Exercise: Find every line in the material below that contains the word "logo" and copy each of those lines.

Items:

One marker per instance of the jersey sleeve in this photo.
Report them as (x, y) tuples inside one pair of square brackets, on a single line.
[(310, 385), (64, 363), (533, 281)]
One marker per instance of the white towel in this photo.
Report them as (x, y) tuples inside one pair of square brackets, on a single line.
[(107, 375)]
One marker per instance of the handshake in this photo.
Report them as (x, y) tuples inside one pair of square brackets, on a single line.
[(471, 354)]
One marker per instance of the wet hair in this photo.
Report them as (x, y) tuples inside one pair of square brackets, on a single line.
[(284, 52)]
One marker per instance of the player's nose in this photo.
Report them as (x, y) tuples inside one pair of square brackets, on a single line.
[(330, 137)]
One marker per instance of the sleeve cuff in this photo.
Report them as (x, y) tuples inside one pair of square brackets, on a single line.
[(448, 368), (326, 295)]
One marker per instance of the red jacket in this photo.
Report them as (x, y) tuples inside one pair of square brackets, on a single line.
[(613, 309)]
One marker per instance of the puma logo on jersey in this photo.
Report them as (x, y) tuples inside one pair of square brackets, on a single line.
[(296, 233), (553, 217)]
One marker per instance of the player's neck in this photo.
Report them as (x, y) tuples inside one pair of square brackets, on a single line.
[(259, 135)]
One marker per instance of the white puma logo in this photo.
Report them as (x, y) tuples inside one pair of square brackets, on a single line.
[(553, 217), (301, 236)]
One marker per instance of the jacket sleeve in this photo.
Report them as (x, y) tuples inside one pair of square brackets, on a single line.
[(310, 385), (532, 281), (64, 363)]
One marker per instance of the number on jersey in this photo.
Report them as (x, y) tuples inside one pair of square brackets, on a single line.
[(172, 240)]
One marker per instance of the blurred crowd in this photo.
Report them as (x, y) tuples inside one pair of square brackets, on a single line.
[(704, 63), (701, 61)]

---

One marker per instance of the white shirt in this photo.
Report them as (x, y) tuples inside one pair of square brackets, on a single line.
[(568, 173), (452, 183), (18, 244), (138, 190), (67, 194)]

Finished exercise:
One marker per instance of the puma logo on jersey in this photo.
One marker per instance of the white puma logo in this photo.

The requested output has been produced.